======== Dataset records ========

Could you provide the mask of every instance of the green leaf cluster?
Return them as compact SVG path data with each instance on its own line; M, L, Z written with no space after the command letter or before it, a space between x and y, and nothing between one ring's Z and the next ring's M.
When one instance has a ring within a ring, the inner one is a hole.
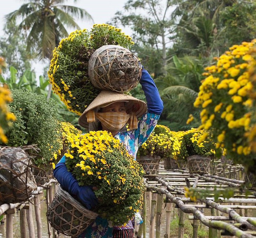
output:
M62 145L57 104L53 99L25 89L14 89L11 92L13 100L9 107L16 120L7 134L7 145L37 144L42 158L34 159L34 163L38 166L49 165L54 153Z

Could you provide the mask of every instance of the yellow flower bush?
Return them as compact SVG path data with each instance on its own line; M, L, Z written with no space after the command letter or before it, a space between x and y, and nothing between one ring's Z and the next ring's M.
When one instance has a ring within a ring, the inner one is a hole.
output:
M9 111L7 104L12 101L11 92L7 85L0 86L0 143L6 144L8 139L5 133L16 117Z
M92 54L105 45L129 48L134 44L121 29L107 24L95 24L89 31L83 29L72 32L53 51L48 75L54 93L69 111L81 115L100 92L88 75Z
M184 132L182 143L188 156L198 155L213 158L215 154L215 144L207 132L198 128L191 128Z
M139 156L156 156L162 158L176 159L180 151L178 141L167 127L157 125L148 138L140 147Z
M96 211L116 225L127 223L142 207L143 168L106 131L67 138L66 165L80 185L97 187L95 195L103 203Z
M255 60L250 51L256 43L256 39L233 45L216 58L215 64L206 67L204 74L207 77L194 104L202 109L200 128L209 130L216 149L226 149L234 162L249 166L255 164L250 159L251 148L247 135L251 126L253 106L249 71Z

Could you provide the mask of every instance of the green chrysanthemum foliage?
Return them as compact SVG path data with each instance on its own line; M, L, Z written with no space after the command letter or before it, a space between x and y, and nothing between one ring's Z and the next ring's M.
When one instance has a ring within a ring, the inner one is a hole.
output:
M7 145L37 145L42 157L35 158L34 163L39 167L49 166L49 168L50 161L56 157L54 154L62 146L56 103L43 95L23 89L12 89L11 92L13 101L8 106L16 119L6 134Z
M66 164L80 185L96 187L102 202L96 212L125 224L142 208L144 171L124 146L106 131L68 136Z
M129 49L134 44L121 29L107 24L94 24L90 31L84 29L72 33L53 51L48 75L54 93L69 111L81 115L100 92L88 75L92 55L103 45Z

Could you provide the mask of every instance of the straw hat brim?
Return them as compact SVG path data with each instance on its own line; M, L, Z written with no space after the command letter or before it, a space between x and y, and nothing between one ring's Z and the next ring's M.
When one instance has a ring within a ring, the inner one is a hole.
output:
M83 127L89 128L86 114L89 111L100 107L102 104L115 102L120 101L128 101L126 106L129 113L134 112L137 118L141 117L147 112L147 104L145 102L122 93L112 91L102 91L90 104L78 119L78 123Z

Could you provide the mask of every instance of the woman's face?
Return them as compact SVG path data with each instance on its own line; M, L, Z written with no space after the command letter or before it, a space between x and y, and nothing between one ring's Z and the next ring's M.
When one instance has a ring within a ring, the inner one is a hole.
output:
M125 102L114 102L107 107L101 108L100 111L102 113L126 113Z

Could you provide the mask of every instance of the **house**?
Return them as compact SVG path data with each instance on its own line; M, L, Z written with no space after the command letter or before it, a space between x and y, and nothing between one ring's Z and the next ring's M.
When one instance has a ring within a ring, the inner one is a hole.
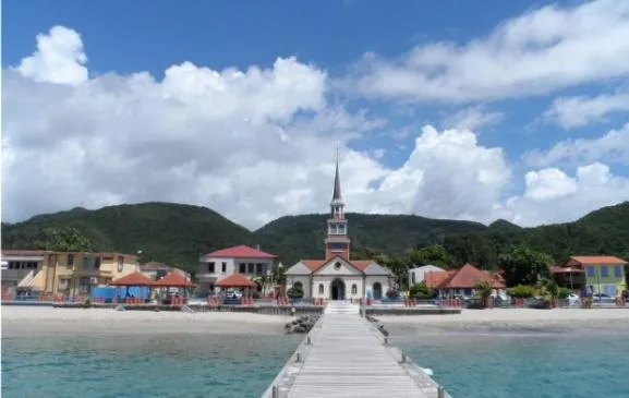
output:
M394 286L392 273L375 261L352 261L337 159L330 218L324 239L325 257L301 260L286 272L287 288L300 288L306 299L380 299Z
M506 288L499 274L481 270L472 264L465 264L456 270L427 272L425 280L426 286L434 289L439 297L475 296L476 287L483 280L489 281L494 293L499 294Z
M140 273L152 280L159 280L170 273L181 274L183 277L190 279L190 274L183 269L171 267L164 263L148 262L140 265Z
M616 297L627 289L627 262L615 256L571 256L558 267L551 267L557 284L573 290Z
M203 291L217 291L216 284L233 274L242 274L249 279L270 275L277 266L278 256L259 248L239 245L205 254L199 260L196 279Z
M409 269L409 286L421 284L425 280L425 274L428 272L441 272L444 268L439 268L436 265L423 265L421 267L414 267Z
M133 254L3 250L2 293L81 296L137 269ZM7 268L7 269L4 269Z

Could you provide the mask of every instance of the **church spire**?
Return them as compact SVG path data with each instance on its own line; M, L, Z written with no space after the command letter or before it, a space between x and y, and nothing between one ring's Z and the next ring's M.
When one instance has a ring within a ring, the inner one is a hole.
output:
M341 179L339 177L339 147L337 145L337 167L335 172L335 190L332 192L332 202L340 202L341 196Z

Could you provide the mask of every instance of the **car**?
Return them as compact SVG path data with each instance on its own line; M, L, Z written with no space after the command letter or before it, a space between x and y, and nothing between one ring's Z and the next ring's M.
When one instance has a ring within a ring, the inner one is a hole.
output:
M570 305L573 305L573 304L577 304L579 301L581 301L581 298L577 293L570 293L570 294L568 294L566 300L568 300L568 303Z
M592 301L595 303L614 303L616 300L609 294L594 293L592 294Z
M229 289L225 297L228 299L240 299L242 297L242 292L237 289Z

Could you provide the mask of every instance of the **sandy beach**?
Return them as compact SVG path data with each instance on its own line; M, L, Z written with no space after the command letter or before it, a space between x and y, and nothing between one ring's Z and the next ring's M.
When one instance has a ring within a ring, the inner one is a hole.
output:
M183 313L2 306L2 336L41 334L256 334L278 335L290 317L250 313Z

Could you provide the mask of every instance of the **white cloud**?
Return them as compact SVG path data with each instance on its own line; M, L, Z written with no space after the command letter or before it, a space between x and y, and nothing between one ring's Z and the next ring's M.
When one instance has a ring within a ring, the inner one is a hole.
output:
M522 226L573 220L589 212L629 198L629 179L613 176L600 162L581 166L574 177L558 169L529 172L524 195L506 208Z
M629 112L629 93L556 98L551 108L544 112L544 118L570 130L594 122L604 122L608 114L616 112Z
M20 62L17 71L37 82L80 84L87 81L86 62L78 33L53 26L48 35L37 35L37 50Z
M56 32L80 38L57 28L38 43L57 40ZM83 53L81 41L70 47ZM87 70L70 79L60 71L72 62L84 68L81 57L59 48L39 45L28 58L55 62L3 71L5 220L146 201L204 205L252 228L287 214L325 212L336 142L351 212L531 225L629 197L627 179L595 165L574 178L537 170L522 195L505 201L513 183L505 152L462 128L400 128L415 135L415 146L391 169L379 160L382 150L348 148L386 120L331 106L326 72L294 58L246 71L183 62L162 81L146 72L88 79Z
M359 93L404 100L542 95L629 74L629 0L547 5L464 44L432 43L398 60L365 55L344 81Z
M532 150L524 155L528 165L546 167L569 160L571 164L603 161L629 165L629 123L598 138L567 140L549 150Z
M480 106L473 106L458 110L445 120L446 128L476 130L493 125L503 120L501 112L487 112Z

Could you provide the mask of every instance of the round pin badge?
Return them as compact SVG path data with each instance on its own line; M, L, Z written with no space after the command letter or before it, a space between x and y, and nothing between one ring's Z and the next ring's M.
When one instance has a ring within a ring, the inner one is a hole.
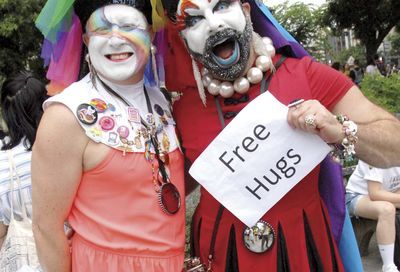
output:
M76 109L76 116L78 117L78 120L85 125L93 125L97 121L96 108L87 103L78 106Z
M90 105L96 108L97 112L102 113L107 110L107 103L100 98L93 98L90 100Z
M128 138L129 128L127 126L120 126L117 128L117 132L121 138Z
M111 103L108 103L108 104L107 104L107 107L108 107L108 109L109 109L110 111L115 111L115 110L116 110L115 106L114 106L113 104L111 104Z
M154 104L154 110L157 112L158 115L163 116L164 110L161 108L160 105Z
M103 116L99 120L99 125L102 130L109 131L112 130L115 126L115 121L110 116Z

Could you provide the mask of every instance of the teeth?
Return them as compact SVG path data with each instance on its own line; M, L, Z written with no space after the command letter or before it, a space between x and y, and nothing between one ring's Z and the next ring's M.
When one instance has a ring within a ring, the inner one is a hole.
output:
M111 60L123 60L129 58L130 54L128 53L123 53L123 54L114 54L110 55Z

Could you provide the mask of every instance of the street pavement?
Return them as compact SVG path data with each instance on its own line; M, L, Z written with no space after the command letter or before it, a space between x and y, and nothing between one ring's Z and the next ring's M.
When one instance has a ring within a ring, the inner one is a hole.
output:
M382 271L382 260L379 255L378 245L376 244L375 234L369 242L368 252L367 256L362 257L364 272Z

========

• _Aim of the task_
Format the data as a numbered list, from its first line through the line containing "M255 60L250 51L256", with blank lines and pictures left out.

• _Full solution_
1. Could you provide the mask of every instance of the green leaf cluster?
2. Return them as compact SVG path data with each instance on its own line; M, L, Z written with no space after the command letter or before it, a space between x and y, and nothing between one ring's Z and the next ring's M.
3. When one instance has a ring within a ring, the inner one is a hole.
4. output:
5. M62 145L57 104L53 99L25 89L14 89L11 92L13 100L9 107L16 120L7 134L7 145L37 144L42 158L34 159L34 163L38 166L49 165L54 153Z
6. Could you provide the mask of every instance of the yellow flower bush?
7. Return them as compact SVG path data with each instance on its own line; M, L, Z written with no space after the command letter or before it, a space between x and y, and nothing between one ring's Z and the next ring's M.
8. When one instance has a ring within a ring, the inner one is a hole.
9. output:
10. M9 111L7 104L12 101L11 92L7 85L0 86L0 143L6 144L8 139L5 133L16 117Z
11. M92 54L105 45L129 48L134 44L121 29L107 24L95 24L89 31L83 29L72 32L53 51L48 75L54 93L69 111L81 115L100 92L88 75Z
12. M184 132L182 143L188 156L198 155L213 158L215 154L215 144L207 132L198 128L191 128Z
13. M139 156L156 156L162 158L176 159L180 151L178 141L167 127L157 125L148 138L140 147Z
14. M96 211L116 225L127 223L142 207L143 168L106 131L67 138L66 165L80 185L97 187L95 195L103 203Z
15. M255 60L250 51L256 43L256 39L233 45L216 58L215 64L206 67L204 74L207 77L194 104L202 109L200 128L209 130L216 149L226 149L234 162L249 166L255 164L250 159L251 148L247 135L251 126L253 106L249 71Z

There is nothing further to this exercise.